> _PASSAGE FOR REVIEW_

-.-.-

Loss of time and error in the Resuscitation Department are paid dearly by the patient’s increased risk of morbidity (Rosen et al., 2008). In this scenario, there is an incessant demand for the healthcare team in the ERD to hone not only their specific individual and professional skills, but that they should learn to coordinate and work effectively as a team (Cooper and Wakelam, 1999. Sarcevic, Marsic, Waterhouse, Stockwell, and Burd, 2011).
The high stress scenario of ERD is not an imagined reality. In fact, it is an actuality that is encountered daily by the healthcare team that is assigned in the ERD. Typically, the healthcare team only has 20 minutes to work together to “(1) stabilize the patient by (2) rapidly identifying life-threatening injuries. (3) determine the extent of the injury. (4) develop a plan for definitive surgical management of the patient” (Sarcevic et al, 2011, p. 229). Generally, the team is composed of 7 -15 members and they include an attending surgeon, surgical residents or fellows, nurses, an orthopaedic surgeon, an anaesthesiologist, a respiratory therapist, a pharmacist and an X-ray technician (Sarcevic et al., 2011). Additional specialist may be added to the team depending on the need of the patient.

-.-.-

> _STORED DATA_

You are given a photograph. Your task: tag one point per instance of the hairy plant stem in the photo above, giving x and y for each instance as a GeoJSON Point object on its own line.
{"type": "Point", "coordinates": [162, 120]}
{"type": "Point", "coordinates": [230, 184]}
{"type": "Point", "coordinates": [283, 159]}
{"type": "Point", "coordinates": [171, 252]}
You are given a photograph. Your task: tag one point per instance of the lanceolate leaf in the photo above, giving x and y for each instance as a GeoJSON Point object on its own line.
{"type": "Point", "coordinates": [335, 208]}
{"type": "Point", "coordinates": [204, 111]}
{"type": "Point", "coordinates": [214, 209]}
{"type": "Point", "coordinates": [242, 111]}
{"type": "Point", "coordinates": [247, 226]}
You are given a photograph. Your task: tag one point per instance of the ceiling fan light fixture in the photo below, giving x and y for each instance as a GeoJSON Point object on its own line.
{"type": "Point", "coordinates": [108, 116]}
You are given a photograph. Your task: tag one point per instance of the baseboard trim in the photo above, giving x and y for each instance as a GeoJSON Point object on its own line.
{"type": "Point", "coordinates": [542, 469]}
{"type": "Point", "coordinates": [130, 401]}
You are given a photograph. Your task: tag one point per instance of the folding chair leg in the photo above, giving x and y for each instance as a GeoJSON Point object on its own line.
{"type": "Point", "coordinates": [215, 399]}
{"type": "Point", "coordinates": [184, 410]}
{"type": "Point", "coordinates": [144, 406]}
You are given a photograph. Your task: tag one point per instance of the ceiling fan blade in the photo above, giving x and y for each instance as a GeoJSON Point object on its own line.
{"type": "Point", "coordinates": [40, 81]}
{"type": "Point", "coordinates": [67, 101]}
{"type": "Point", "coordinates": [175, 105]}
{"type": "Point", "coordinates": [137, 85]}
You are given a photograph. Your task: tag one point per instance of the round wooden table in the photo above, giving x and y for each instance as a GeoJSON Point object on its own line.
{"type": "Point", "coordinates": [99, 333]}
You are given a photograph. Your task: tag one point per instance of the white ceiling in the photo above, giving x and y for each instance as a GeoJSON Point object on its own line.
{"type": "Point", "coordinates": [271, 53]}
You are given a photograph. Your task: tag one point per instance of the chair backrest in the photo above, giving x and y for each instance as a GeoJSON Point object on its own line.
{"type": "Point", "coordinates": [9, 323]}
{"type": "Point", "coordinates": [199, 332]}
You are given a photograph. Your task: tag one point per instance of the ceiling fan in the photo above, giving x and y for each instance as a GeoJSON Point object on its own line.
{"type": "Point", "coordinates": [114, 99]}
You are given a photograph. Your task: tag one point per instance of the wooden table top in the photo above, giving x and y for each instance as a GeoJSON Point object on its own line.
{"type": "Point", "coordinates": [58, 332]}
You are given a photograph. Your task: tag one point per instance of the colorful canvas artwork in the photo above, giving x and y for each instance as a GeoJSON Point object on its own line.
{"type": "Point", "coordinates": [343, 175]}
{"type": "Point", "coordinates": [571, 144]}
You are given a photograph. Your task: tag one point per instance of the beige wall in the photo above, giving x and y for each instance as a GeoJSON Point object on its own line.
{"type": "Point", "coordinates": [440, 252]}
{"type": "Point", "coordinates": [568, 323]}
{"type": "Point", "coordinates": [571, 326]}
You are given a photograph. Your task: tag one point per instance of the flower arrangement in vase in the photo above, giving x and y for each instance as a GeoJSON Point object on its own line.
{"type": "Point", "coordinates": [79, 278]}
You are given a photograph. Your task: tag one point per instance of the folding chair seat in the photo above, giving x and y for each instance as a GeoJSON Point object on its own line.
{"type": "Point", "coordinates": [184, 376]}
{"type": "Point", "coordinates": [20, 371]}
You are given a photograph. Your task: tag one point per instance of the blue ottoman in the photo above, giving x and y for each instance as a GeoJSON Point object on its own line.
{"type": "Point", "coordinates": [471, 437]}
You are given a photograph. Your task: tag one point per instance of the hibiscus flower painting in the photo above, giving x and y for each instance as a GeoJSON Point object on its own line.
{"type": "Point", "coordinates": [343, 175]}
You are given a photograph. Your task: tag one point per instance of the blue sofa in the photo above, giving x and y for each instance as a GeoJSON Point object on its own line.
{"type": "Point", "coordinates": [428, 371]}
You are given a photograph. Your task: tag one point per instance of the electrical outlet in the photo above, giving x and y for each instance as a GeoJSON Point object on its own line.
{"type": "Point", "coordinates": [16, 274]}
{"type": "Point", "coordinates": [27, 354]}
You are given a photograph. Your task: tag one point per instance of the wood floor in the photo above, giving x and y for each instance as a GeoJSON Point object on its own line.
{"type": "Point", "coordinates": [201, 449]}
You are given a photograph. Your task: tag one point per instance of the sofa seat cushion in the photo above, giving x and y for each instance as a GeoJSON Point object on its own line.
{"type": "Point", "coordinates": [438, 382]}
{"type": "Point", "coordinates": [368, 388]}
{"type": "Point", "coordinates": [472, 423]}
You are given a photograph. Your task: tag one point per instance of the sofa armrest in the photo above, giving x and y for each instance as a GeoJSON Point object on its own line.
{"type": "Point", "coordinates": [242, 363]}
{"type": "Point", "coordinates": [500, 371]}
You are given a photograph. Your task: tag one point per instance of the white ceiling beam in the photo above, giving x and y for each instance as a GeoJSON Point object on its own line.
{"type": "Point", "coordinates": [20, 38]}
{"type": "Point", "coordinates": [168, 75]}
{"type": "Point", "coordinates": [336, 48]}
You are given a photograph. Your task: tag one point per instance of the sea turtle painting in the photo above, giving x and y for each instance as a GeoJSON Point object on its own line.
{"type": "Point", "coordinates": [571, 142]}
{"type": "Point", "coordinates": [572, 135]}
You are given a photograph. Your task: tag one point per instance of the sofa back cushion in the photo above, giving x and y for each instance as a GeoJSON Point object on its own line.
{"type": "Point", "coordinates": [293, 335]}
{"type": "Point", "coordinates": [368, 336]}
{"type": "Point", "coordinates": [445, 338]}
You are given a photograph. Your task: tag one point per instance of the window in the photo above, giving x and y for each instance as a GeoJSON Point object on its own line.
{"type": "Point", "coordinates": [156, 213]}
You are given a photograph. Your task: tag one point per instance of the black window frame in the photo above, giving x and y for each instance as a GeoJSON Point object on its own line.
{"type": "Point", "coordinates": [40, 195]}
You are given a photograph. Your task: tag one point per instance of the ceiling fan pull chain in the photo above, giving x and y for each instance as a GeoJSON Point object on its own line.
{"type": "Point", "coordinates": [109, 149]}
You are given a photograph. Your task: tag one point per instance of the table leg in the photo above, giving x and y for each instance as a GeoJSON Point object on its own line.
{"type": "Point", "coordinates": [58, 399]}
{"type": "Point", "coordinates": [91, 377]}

-.-.-

> _PROBLEM SET_
• 1. Reproduce the part of the passage on resuscitation teams that begins at the words "Loss of time" and stops after "and Burd, 2011).".
• 2. Carry on the passage on resuscitation teams from the point where it stops.

> _EXPECTED RESPONSES_
• 1.
Loss of time and error in the Resuscitation Department are paid dearly by the patient’s increased risk of morbidity (Rosen et al., 2008). In this scenario, there is an incessant demand for the healthcare team in the ERD to hone not only their specific individual and professional skills, but that they should learn to coordinate and work effectively as a team (Cooper and Wakelam, 1999. Sarcevic, Marsic, Waterhouse, Stockwell, and Burd, 2011).

• 2.
In this regard, it can be inferred that the health care team in ERD is technically an interdisciplinary team that have come together for the primary purpose of providing the patient with the initial care that the patient crucially needs. With this perspective, this research will delve on the critical function of nurses-Resuscitation Officer in the ERD. Specifically, this research will focus on the impact of nursing leadership and management in the discharge of the functions of Resuscitation Officer in the Resuscitation Department.